> _Document passage_
-- Start --

Mike: Or, in Germany’s case, going from “newsletters and posters” to white-hot social media without getting mired in “employee engagement.”
Mike: Nevertheless, IABC (and certainly its loyal members) don’t want to find themselves on the losing side. Competent, confident ideological neutrality—that’s where IABC needs to position itself if it’s to thrive in the new environment.
Kevin: Is there a role for the “professional communicator” in 5 years time? Assuming so, how should we organize ourselves?
Mike: That raises a further question–is IABC worth reshaping, or does it need replacing? For example, in terms of industry infrastructure, the IC group in Germany, IK_Community has 1000 members, no dues, and is totally organized through social media. Melcrum and Ragan have followings in the tens of thousands for online and offline offerings alike.

-- End --

> _Dataset excerpts_
-- Start --

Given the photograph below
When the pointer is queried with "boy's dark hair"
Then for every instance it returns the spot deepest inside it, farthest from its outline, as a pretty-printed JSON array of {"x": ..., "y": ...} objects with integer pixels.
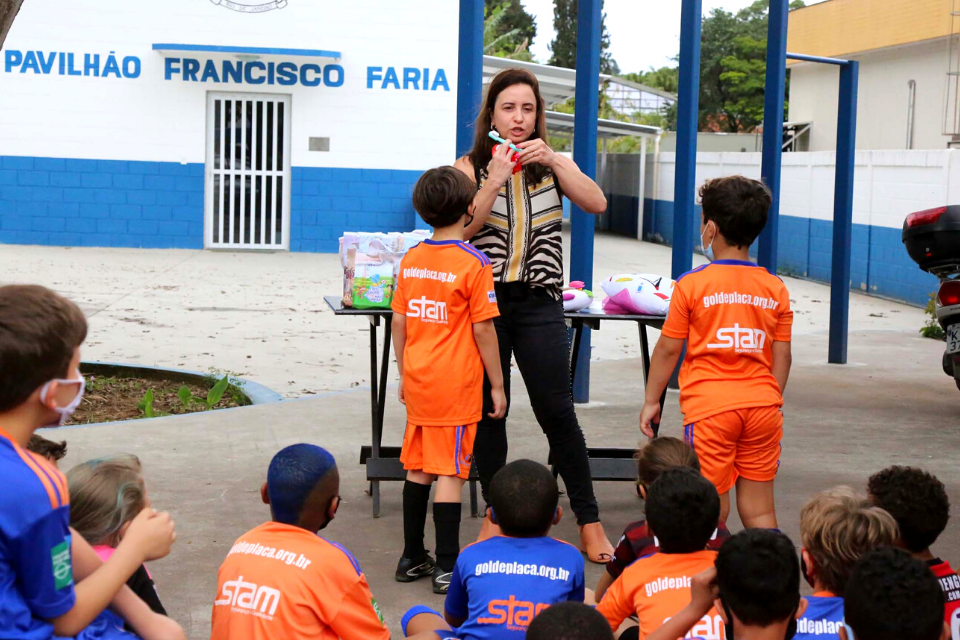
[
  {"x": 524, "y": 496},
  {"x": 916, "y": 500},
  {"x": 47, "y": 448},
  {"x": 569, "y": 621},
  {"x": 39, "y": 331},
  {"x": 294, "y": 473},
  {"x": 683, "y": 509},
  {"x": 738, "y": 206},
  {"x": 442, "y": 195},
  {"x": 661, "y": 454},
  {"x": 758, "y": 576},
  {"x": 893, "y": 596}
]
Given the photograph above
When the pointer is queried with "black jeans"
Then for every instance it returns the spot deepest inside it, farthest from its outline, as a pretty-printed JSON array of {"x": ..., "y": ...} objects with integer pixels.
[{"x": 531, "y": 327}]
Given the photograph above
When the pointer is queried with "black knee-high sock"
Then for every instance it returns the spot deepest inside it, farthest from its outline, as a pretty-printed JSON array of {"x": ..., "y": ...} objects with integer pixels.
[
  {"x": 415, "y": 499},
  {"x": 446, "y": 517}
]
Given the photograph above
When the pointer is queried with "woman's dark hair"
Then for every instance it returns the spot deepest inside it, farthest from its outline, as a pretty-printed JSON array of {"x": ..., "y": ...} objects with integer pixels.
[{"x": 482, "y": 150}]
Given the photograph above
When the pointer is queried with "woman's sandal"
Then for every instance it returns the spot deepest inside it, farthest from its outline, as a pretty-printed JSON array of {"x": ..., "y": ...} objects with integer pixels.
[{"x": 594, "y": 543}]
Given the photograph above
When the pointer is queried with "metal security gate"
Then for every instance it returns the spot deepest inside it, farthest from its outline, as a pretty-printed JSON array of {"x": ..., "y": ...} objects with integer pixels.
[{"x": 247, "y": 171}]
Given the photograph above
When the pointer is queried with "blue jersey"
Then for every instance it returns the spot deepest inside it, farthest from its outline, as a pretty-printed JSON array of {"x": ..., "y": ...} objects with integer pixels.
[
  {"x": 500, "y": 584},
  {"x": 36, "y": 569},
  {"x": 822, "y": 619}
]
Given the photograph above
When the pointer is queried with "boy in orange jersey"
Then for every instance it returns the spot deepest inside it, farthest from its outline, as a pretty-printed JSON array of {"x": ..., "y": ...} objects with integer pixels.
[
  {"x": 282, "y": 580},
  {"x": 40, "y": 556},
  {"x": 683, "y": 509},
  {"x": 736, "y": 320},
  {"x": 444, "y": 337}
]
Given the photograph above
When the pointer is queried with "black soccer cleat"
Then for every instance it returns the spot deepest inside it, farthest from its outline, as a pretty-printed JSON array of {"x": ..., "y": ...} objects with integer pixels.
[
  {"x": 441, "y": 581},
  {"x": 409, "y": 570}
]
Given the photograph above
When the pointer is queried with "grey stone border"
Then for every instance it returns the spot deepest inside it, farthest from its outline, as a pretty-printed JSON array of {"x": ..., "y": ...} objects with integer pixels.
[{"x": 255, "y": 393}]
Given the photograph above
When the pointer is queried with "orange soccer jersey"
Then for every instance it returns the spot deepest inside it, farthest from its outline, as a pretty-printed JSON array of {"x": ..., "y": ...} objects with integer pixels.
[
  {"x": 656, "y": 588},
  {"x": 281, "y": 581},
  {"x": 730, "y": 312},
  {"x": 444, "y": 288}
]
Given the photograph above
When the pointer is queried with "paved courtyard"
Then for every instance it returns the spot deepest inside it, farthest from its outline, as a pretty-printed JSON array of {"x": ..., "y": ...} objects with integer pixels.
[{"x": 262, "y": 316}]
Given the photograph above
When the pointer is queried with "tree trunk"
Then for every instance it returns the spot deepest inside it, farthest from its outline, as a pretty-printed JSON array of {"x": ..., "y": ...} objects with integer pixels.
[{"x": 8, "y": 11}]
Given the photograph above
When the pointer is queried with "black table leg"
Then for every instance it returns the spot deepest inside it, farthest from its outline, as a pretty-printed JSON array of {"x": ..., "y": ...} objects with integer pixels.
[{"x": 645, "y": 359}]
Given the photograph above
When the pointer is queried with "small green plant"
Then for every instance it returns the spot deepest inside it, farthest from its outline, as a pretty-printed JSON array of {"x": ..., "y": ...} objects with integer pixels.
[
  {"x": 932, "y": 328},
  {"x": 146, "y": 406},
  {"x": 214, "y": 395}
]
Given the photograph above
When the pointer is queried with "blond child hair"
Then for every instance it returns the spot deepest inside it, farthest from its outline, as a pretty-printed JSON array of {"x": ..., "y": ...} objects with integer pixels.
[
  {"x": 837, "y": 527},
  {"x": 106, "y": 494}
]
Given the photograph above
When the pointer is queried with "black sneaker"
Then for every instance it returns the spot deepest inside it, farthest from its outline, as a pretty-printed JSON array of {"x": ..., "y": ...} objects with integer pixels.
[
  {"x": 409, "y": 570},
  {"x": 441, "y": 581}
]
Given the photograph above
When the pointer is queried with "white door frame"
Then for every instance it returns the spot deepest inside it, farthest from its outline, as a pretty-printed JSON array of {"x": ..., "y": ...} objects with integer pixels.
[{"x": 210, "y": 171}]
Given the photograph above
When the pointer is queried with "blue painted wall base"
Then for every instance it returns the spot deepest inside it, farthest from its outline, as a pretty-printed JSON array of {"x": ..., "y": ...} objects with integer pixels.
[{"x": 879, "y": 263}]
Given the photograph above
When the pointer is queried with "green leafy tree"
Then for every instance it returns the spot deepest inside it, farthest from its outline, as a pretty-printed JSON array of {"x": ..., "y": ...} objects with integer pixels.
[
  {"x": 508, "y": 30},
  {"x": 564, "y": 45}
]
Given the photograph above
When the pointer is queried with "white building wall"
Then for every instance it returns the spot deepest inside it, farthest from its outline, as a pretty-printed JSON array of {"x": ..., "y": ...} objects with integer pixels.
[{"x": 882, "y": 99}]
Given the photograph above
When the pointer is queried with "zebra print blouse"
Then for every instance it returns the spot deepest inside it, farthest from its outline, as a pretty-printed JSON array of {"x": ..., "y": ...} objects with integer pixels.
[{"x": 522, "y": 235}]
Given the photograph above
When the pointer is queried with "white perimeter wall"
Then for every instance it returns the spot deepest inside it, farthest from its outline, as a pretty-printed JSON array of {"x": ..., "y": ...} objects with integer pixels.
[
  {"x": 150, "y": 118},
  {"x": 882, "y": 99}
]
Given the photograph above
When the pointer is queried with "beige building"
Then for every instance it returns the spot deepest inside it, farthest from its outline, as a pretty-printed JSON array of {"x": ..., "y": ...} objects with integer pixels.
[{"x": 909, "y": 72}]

-- End --
-- Start --

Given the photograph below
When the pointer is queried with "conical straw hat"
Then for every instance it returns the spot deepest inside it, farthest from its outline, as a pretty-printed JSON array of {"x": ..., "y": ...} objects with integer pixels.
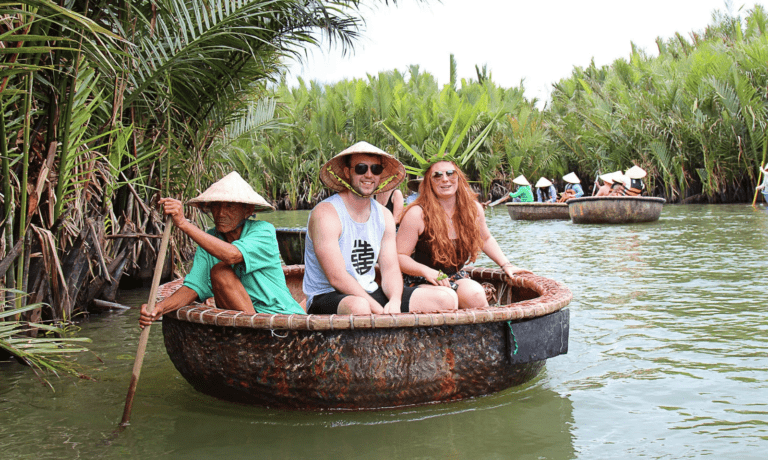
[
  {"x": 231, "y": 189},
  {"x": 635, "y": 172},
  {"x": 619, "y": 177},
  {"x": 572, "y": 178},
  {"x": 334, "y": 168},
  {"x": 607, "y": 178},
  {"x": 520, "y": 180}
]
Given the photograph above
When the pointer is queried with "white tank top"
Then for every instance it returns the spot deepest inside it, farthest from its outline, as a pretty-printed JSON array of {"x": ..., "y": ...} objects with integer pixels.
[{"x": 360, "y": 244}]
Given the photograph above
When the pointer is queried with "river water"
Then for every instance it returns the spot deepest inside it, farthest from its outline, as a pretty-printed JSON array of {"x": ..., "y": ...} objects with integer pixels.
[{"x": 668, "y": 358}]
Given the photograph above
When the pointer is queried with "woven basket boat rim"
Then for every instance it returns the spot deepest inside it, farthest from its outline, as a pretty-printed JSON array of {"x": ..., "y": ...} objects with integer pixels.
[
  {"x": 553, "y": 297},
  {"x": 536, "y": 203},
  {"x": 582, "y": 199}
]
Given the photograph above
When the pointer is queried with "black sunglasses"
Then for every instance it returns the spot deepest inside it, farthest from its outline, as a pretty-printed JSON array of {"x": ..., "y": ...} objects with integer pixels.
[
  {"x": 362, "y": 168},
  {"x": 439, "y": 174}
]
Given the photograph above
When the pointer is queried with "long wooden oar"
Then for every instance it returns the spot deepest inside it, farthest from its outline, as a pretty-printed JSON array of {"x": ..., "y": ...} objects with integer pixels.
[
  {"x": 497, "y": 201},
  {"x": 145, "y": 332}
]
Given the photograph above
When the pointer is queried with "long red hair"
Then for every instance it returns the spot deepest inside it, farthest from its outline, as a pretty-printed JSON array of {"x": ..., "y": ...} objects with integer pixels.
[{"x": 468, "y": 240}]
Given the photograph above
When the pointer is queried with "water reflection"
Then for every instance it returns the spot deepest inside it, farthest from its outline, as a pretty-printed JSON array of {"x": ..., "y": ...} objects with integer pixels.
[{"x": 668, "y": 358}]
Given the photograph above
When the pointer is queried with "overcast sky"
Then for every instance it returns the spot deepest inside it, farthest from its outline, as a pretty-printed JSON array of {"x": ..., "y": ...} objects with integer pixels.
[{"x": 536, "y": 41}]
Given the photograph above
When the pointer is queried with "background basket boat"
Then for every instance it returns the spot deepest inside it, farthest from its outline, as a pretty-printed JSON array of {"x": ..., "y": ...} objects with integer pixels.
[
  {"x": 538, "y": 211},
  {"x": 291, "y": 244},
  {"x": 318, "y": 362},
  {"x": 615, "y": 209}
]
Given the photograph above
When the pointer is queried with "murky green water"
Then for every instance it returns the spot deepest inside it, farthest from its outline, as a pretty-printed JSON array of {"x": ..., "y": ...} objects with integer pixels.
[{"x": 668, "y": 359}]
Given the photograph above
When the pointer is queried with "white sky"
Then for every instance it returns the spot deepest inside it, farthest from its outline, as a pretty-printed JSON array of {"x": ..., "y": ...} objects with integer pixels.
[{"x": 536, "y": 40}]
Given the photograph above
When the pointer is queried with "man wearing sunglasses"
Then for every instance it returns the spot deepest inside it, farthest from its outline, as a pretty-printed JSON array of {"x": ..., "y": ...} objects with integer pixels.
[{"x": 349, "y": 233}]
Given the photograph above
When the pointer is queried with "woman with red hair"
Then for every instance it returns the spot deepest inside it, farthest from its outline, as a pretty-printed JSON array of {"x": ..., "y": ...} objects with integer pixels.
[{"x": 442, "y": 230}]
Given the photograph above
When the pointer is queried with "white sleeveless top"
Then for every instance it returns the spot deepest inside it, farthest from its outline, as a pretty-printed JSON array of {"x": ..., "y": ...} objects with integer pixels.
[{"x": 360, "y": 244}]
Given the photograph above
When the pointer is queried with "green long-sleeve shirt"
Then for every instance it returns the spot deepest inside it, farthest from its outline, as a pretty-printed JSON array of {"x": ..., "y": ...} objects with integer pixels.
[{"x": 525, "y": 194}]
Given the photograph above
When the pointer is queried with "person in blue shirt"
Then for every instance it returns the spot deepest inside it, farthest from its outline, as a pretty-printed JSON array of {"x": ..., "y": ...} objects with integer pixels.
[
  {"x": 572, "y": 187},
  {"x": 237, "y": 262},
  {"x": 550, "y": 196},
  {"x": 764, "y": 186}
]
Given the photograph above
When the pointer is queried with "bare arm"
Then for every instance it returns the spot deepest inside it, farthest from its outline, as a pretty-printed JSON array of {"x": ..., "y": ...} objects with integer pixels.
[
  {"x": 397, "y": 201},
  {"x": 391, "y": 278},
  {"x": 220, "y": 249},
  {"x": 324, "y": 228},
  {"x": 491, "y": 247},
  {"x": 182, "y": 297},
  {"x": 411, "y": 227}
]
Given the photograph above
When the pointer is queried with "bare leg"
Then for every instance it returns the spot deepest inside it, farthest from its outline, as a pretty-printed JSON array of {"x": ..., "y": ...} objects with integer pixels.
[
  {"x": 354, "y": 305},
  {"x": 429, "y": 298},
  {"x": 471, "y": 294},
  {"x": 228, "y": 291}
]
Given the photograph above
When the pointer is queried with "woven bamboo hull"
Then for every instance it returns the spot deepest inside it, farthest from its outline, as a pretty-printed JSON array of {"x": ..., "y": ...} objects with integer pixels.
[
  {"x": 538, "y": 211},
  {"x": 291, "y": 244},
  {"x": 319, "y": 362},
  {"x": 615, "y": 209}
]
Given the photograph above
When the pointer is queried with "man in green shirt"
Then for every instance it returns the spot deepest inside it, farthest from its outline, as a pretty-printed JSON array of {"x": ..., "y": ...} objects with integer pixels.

-- End --

> _What you have to do_
Return the stretch of the IABC discussion between "Mike: Or, in" and "we organize ourselves?", inclusive. Answer using only the IABC discussion, not the listing.

> _Correct answer_
Mike: Or, in Germany’s case, going from “newsletters and posters” to white-hot social media without getting mired in “employee engagement.”
Mike: Nevertheless, IABC (and certainly its loyal members) don’t want to find themselves on the losing side. Competent, confident ideological neutrality—that’s where IABC needs to position itself if it’s to thrive in the new environment.
Kevin: Is there a role for the “professional communicator” in 5 years time? Assuming so, how should we organize ourselves?